Work instructions
Please copy every line of the records below that holds the word "Target".
Top of Record set
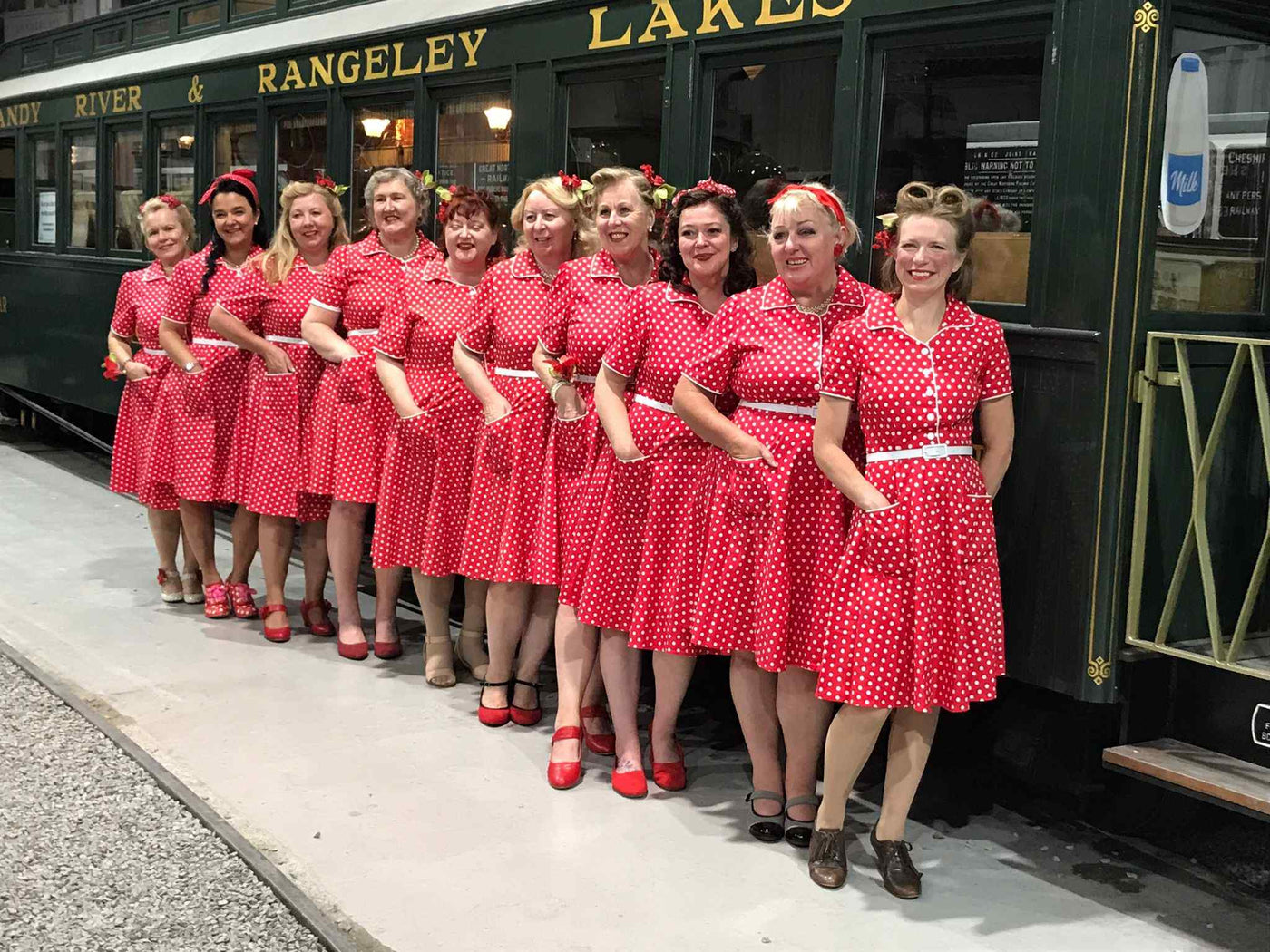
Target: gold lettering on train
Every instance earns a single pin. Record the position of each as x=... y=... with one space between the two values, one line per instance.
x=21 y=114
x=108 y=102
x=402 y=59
Bottom of Record set
Top of Record set
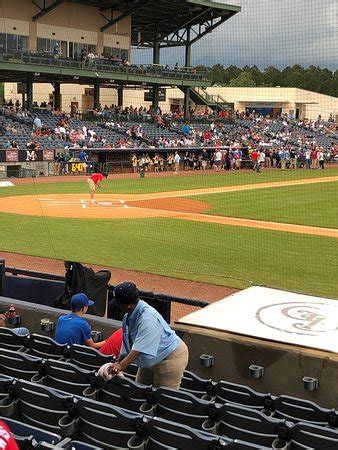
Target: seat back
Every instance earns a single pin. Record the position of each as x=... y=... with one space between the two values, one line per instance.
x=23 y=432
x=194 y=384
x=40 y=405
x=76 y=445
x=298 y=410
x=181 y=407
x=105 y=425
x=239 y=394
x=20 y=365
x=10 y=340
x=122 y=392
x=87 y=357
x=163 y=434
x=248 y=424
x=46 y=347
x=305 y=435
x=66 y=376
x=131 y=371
Bottom of Record set
Top of Record set
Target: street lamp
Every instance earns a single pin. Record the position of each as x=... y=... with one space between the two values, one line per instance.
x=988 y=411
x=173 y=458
Bottom of Record set
Answer to the exercise
Target: gold lettering on train
Target: seat back
Target: street lamp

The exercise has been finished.